===== Records for processing

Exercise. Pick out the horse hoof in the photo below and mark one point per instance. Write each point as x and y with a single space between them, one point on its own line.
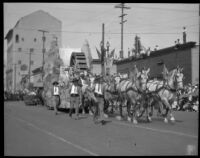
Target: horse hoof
90 113
129 119
165 120
106 116
135 122
172 119
149 119
119 118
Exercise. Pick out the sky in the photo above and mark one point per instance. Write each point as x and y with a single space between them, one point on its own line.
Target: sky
155 24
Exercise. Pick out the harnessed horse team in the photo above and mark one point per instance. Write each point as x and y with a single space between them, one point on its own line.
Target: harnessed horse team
137 93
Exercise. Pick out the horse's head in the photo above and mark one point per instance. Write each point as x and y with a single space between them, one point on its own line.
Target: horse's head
117 79
171 79
142 78
179 78
90 94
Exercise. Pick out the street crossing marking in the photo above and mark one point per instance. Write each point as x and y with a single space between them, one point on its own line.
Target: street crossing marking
55 136
156 130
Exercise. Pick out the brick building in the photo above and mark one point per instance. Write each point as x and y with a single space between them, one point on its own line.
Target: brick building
25 38
185 55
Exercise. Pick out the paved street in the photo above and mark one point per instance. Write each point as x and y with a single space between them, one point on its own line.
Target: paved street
36 131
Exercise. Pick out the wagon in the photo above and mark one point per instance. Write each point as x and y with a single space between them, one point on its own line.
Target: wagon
31 99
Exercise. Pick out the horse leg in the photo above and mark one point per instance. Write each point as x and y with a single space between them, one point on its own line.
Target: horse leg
128 111
120 110
168 108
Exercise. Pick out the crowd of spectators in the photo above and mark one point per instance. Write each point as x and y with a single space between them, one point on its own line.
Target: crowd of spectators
188 99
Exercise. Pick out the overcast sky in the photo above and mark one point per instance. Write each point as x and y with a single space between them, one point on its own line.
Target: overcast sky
156 24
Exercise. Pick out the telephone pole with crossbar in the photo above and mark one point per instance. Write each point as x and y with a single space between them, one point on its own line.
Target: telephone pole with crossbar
122 7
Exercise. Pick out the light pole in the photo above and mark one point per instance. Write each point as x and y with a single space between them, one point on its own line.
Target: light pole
107 45
102 58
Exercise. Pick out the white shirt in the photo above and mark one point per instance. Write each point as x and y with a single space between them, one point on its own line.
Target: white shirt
55 90
98 89
74 90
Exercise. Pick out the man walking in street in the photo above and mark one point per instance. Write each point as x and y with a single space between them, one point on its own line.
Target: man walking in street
56 97
75 97
99 89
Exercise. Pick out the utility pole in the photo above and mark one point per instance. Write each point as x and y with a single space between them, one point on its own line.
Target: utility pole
30 65
122 7
15 77
43 50
102 52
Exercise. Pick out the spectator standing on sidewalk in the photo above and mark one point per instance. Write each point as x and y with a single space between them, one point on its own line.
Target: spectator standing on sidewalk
56 97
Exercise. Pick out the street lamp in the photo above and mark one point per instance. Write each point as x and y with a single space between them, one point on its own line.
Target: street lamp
107 45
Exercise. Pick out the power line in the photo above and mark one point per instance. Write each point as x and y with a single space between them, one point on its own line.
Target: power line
165 9
96 32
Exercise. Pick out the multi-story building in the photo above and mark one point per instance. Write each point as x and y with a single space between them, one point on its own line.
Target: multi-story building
185 55
25 38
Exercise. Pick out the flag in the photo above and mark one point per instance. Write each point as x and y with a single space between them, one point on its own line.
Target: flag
99 54
112 53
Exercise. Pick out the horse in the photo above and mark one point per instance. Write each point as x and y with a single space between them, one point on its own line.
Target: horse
131 92
88 97
164 92
110 95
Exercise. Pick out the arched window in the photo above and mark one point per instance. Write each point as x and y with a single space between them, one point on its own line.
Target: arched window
17 38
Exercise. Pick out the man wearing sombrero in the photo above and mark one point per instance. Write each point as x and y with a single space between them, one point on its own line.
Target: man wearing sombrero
99 89
56 96
75 96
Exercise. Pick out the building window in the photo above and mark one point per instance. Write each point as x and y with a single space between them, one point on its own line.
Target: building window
17 38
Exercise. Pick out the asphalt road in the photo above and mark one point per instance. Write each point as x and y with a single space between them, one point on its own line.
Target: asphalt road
36 131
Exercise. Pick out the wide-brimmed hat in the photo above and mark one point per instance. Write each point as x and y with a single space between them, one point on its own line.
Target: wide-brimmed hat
98 77
75 79
55 83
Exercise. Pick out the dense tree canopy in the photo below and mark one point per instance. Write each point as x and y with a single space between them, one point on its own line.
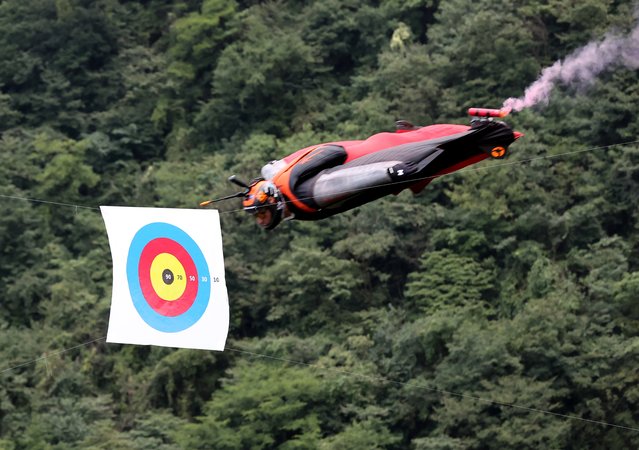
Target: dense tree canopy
498 309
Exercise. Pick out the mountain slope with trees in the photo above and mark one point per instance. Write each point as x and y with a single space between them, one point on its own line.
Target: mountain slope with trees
448 320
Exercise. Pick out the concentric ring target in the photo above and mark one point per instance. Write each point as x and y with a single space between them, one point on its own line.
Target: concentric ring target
168 277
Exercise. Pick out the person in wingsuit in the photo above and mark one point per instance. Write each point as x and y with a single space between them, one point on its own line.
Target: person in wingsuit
326 179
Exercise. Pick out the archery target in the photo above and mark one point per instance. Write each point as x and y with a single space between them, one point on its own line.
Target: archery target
168 277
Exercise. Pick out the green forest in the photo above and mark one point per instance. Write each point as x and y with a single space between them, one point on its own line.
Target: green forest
498 309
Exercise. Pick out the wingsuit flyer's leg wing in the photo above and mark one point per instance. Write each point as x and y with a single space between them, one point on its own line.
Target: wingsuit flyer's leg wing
369 175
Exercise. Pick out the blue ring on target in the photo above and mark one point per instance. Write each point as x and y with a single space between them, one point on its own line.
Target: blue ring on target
163 323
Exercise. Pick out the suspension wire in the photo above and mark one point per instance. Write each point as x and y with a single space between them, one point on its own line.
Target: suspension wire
50 354
392 183
345 372
35 200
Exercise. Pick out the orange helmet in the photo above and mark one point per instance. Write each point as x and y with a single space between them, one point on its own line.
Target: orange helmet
262 196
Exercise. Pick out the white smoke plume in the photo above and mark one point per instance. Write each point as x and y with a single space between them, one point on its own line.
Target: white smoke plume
581 68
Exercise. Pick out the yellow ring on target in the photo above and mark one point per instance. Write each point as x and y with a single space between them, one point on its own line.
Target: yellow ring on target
168 291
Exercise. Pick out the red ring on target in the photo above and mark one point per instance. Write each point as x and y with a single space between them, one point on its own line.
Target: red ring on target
167 308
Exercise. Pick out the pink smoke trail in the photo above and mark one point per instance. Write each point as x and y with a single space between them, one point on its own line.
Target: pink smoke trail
580 68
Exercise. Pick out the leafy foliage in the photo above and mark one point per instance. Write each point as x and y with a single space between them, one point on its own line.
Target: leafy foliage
497 309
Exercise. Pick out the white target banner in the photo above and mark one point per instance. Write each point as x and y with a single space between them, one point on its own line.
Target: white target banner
168 277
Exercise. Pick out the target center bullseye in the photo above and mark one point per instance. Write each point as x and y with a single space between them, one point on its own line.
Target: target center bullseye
168 277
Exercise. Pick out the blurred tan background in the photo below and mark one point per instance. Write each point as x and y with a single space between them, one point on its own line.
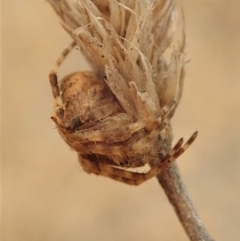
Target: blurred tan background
47 196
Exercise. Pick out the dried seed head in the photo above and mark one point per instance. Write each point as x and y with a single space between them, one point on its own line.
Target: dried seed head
119 115
129 37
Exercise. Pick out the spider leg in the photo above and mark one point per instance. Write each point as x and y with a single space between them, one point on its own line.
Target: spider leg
53 73
133 178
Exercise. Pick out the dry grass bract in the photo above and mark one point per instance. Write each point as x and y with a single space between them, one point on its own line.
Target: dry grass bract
118 116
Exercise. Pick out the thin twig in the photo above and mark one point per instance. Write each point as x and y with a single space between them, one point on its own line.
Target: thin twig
174 187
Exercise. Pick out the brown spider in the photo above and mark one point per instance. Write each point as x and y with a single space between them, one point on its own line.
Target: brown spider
107 137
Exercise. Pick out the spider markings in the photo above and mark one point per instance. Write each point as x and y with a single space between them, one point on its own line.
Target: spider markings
132 178
91 120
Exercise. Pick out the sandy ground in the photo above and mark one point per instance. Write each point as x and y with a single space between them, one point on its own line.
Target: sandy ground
47 196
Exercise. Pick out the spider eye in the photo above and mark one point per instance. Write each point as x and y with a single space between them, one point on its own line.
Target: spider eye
74 124
125 163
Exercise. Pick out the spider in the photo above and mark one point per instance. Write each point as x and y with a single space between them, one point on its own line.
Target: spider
108 139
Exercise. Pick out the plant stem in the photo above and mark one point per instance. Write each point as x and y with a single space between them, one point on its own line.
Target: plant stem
174 187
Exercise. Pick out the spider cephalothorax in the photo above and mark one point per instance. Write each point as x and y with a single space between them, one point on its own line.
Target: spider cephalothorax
108 138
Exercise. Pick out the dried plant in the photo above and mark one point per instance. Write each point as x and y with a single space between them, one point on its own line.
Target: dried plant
118 116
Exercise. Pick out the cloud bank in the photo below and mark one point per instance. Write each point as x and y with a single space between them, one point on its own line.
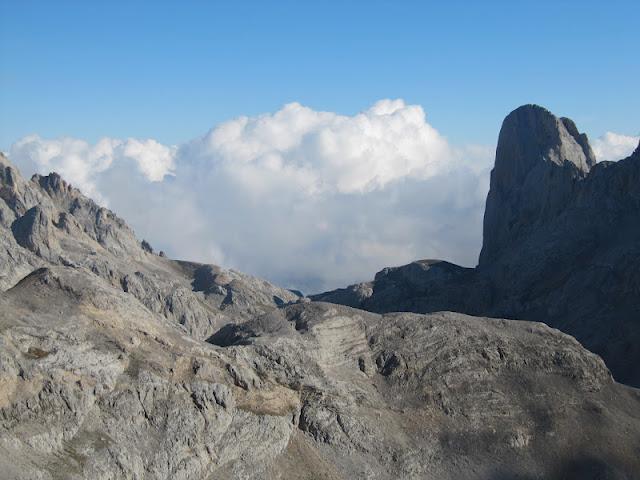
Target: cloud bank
613 146
308 199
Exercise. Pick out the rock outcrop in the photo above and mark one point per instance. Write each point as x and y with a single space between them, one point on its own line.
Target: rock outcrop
561 246
116 362
95 385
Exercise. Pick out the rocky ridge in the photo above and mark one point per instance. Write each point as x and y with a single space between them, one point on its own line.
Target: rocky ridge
105 372
561 245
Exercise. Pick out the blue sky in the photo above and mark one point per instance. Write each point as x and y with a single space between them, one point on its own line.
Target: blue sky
172 70
333 172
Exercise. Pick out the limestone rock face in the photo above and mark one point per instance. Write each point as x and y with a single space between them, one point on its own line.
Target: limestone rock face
561 246
34 231
47 222
538 160
119 363
97 386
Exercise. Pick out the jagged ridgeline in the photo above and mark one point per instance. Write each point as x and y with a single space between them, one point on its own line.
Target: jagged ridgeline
561 246
117 362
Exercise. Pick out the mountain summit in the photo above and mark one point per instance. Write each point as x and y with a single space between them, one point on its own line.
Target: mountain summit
561 245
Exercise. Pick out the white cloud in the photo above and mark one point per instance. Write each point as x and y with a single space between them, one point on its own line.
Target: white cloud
613 146
81 163
308 199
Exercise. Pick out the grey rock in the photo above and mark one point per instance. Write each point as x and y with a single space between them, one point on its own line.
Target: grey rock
51 223
95 385
561 246
104 372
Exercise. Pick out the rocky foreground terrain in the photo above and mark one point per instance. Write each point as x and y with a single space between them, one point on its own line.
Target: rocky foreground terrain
118 362
561 246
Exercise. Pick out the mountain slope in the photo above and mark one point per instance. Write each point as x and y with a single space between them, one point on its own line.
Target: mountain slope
561 246
104 371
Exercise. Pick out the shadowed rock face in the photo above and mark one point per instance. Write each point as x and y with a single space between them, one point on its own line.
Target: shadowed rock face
104 371
539 158
561 246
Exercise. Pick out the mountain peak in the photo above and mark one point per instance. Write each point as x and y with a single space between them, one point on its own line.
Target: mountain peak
538 158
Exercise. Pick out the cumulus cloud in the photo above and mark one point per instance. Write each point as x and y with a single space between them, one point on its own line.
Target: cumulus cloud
613 146
82 164
308 199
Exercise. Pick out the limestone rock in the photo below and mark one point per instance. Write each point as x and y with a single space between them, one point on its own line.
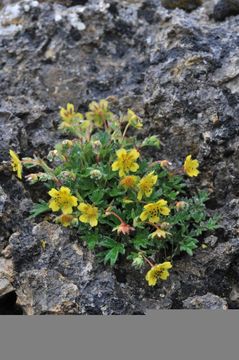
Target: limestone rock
206 302
187 5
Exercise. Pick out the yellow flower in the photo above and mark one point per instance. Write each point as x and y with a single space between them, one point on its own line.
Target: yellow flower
129 182
160 233
16 164
159 271
89 214
191 166
99 112
124 228
68 115
134 120
180 205
146 185
62 200
127 201
153 210
126 161
65 219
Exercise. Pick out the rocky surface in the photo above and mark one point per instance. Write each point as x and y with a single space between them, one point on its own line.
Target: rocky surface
206 302
225 8
187 5
179 70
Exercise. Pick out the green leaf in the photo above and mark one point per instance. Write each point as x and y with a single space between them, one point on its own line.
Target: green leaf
97 196
113 254
38 209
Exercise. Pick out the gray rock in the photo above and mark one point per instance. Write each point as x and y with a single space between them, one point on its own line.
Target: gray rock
5 285
206 302
3 198
225 8
179 71
187 5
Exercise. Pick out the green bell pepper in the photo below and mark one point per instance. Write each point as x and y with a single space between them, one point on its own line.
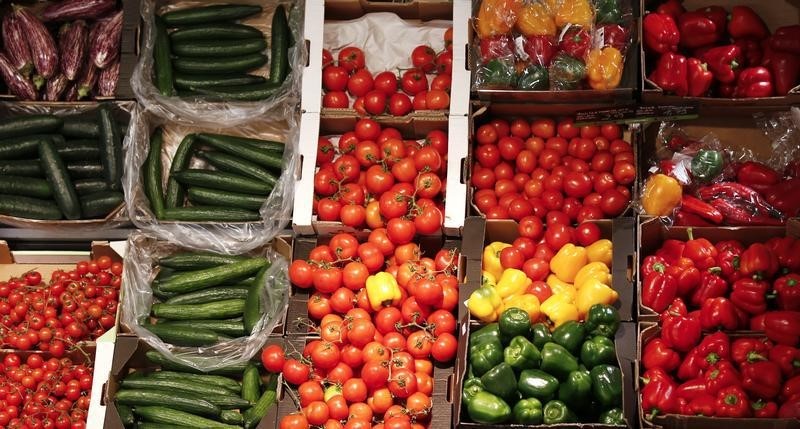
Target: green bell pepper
535 383
514 322
486 356
613 416
558 361
540 334
558 412
528 412
501 381
488 409
602 320
575 390
570 335
607 385
598 350
522 354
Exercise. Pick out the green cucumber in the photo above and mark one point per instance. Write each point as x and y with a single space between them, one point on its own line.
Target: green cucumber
209 14
25 186
219 49
100 204
29 124
221 31
29 208
56 173
153 174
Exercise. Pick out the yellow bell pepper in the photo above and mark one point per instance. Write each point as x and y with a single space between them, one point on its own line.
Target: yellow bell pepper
535 20
485 304
600 251
593 270
604 68
491 258
566 263
593 292
661 195
527 302
575 12
559 309
382 289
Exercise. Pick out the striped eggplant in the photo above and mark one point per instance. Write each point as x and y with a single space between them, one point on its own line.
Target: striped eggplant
16 45
41 43
68 10
104 41
107 82
18 84
72 45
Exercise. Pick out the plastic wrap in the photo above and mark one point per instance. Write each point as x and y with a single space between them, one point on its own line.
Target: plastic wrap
141 269
221 237
122 111
196 110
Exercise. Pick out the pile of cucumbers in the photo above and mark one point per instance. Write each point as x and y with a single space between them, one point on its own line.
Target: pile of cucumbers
179 396
246 171
203 52
206 298
61 167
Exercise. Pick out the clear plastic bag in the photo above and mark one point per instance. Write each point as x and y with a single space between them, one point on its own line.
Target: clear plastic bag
197 110
222 237
141 269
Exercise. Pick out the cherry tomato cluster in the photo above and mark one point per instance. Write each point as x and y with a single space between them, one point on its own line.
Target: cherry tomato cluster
40 392
379 94
535 168
372 177
76 305
371 363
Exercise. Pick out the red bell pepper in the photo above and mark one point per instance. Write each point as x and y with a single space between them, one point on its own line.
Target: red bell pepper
787 358
671 74
761 379
724 62
745 23
657 354
732 401
787 291
661 34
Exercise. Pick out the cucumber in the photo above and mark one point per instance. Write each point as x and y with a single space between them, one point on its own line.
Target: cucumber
25 186
279 51
237 64
233 328
110 148
166 415
29 208
100 204
174 195
162 63
177 400
153 174
221 31
29 124
222 181
210 214
63 190
234 164
219 49
78 150
209 14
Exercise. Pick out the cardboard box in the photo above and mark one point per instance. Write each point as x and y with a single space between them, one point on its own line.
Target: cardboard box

==========

Everything above from the line containing "Exercise. Pick out the suspension" down to the line containing "Exercise. Pick out the yellow ring" is to be transcribed exactly, with both of those lines included and nothing else added.

Exercise. Pick out the suspension wire in the photo above and mark one point per instance. Write each point as x and y with a single space between them, one point on its own line.
Target: suspension wire
50 354
392 183
345 372
35 200
Exercise. Pick out the orange helmet in the photo above and mark one point per instance. Write each point as x and y with a single space between them, one point on its own line.
Target: orange helmet
262 196
Exercise. Pick out the white smoke plume in the photo above and mark one point per instance. Write each point as x and y with a single space between them, one point on its own line.
Target: white smoke plume
581 68
Exercise. Pick out the yellow ring on target in the photo above and mark one point per instance. Write each point as x and y with a single space between them, one point on its own line.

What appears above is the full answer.